§ **Passage shown**:
# s10 chassis same as G-body chassis??



## elcaminoman

I am just curious if the s10 chassis is the same width and height of a g-body chassis?
I know the front suspensions the same and is swapable,but how about rear kits for s10's are they swapable , i only ask this question because i wanted to get the s10's roadgrater rear kit for my g-body to make it a simple and easy install in the rear,but i first need to know if the chassis are the same width across and height,also are they the same rearends used???


----------



## Mark

theres no way. i have spent the last week under a s-10 (fixing the frame, it hit a pole) they g-body idea starts and stops with the front sispension


----------



## skandalouz

a week?? I can straighten one of those out in a day and that's with a diamond and a twist in the frame.


----------



## Mark

> _Originally posted by skandalouz_@Nov 19 2003, 09:17 PM
> *a week?? I can straighten one of those out in a day and that's with a diamond and a twist in the frame.*


 good for you ass :biggrin: im only in the shop for 2 hours (if that) a day and thats only 4 days...so you can see why.
but sence you have also worked on s-10s whats your take on the matter?


----------



## skandalouz

they are only remotely similar in that the fronts suspension is the same, other than that they are completely different. thet kit from ART will not fit or work. As far as I know, the rearends are the same, but the S10 utilizes leaf springs and the g-body trailing arms.

§ **Recorded data**:

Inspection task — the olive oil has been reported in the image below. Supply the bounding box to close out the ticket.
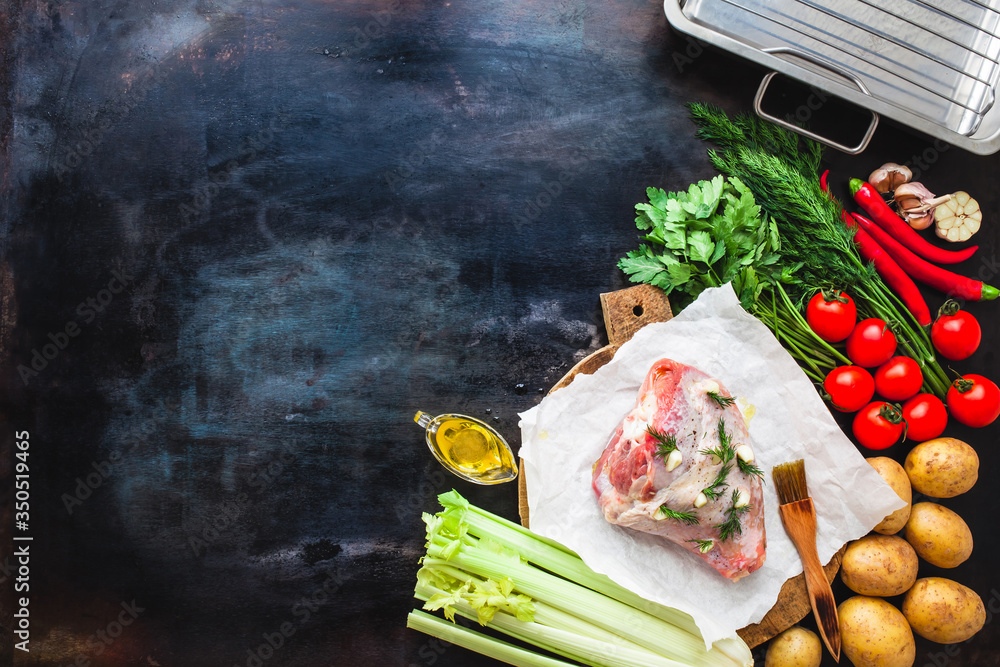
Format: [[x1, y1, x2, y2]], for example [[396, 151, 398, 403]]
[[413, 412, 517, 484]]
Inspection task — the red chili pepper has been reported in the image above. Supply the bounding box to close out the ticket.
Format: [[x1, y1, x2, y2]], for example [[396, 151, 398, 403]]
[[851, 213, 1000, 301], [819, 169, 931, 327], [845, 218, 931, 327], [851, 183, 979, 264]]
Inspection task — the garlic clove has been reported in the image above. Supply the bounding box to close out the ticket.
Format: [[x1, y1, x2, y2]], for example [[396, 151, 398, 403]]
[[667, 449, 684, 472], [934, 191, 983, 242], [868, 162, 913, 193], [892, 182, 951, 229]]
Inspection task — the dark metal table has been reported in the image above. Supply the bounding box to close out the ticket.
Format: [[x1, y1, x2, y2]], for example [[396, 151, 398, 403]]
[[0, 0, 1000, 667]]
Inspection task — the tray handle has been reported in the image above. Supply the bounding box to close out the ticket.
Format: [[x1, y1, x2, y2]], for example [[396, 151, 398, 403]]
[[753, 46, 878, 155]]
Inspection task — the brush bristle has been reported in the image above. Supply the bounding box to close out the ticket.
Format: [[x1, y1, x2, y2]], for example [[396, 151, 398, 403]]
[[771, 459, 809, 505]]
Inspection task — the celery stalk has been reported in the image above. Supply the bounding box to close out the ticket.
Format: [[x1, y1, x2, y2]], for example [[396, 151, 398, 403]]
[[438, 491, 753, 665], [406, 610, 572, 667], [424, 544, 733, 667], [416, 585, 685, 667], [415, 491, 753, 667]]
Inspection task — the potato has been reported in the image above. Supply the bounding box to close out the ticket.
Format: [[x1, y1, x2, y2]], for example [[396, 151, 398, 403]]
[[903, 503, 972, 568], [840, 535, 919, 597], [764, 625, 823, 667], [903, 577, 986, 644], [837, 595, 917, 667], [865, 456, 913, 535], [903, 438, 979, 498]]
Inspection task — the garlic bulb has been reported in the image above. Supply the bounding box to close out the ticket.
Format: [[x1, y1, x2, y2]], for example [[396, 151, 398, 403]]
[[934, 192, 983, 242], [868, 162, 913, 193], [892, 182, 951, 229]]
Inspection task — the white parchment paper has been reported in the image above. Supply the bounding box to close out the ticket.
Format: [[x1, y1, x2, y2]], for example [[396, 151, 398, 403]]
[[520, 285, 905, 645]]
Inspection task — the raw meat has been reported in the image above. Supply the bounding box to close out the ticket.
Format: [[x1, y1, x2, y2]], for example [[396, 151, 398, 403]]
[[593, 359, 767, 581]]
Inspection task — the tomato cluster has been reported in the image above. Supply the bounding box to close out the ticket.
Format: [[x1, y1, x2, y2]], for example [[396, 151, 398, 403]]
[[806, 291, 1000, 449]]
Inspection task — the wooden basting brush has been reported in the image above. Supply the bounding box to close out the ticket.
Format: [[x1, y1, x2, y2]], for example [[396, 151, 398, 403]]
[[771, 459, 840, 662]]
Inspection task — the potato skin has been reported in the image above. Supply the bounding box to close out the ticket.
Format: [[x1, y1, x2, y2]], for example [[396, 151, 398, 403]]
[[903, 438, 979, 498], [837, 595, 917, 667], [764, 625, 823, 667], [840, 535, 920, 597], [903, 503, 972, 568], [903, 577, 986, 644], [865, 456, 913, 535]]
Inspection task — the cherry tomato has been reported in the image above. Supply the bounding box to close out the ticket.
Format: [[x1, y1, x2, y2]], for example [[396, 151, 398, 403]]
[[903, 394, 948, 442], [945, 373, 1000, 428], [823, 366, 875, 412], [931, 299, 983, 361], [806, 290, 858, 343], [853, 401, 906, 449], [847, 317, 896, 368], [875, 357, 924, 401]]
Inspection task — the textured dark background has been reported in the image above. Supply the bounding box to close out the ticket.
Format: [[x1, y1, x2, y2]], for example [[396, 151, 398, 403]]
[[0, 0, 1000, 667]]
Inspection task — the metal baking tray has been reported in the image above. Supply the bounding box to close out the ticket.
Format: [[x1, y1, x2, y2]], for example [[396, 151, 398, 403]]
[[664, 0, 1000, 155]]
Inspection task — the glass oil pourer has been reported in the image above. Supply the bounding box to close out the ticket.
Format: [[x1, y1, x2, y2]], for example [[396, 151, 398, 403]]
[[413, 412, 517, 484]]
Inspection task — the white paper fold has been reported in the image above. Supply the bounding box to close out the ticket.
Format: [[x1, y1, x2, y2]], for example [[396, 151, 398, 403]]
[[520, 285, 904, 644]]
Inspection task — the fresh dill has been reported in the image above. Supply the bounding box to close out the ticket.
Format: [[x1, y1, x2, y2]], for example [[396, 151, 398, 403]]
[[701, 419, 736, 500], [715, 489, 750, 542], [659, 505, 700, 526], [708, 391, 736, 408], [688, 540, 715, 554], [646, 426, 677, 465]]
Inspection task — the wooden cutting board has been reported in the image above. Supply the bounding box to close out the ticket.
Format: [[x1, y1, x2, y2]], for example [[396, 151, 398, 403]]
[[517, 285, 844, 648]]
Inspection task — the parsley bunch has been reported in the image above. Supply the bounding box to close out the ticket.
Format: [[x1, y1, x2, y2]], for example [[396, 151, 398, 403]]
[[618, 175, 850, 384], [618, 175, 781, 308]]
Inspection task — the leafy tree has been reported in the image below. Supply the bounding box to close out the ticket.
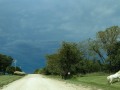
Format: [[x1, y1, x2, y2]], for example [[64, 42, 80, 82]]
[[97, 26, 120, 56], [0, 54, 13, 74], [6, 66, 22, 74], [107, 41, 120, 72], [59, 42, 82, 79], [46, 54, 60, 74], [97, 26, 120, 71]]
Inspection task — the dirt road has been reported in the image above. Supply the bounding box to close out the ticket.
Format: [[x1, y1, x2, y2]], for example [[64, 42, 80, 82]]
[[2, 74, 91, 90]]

§ **Tasks to perform**:
A – In the chassis thread, why did it take Mark a week to fix the S-10 frame? Answer in one to three sentences.
B – Shift every bounding-box coordinate in the answers up by 56, then write out the rows again, requests included, starting with the line containing "Inspection task — the dark" and going on through the line containing "[[753, 46, 878, 155]]". Give only those lines.
The rows are unrelated to the chassis thread.

§ **Outputs in order**:
A – Mark is in the shop for only about two hours a day, if that, and had worked on it for only four days.

B –
Inspection task — the dark metal table has been reported in the image above. Supply the bounding box to close out the ticket.
Format: [[x1, y1, x2, y2]], for example [[396, 151, 398, 403]]
[[56, 56, 1056, 723]]
Inspection task — the tray handle has been reported in the image above. Supply the bounding box to close out the ticket.
Format: [[x1, y1, x2, y2]], for example [[396, 151, 398, 403]]
[[809, 102, 934, 211]]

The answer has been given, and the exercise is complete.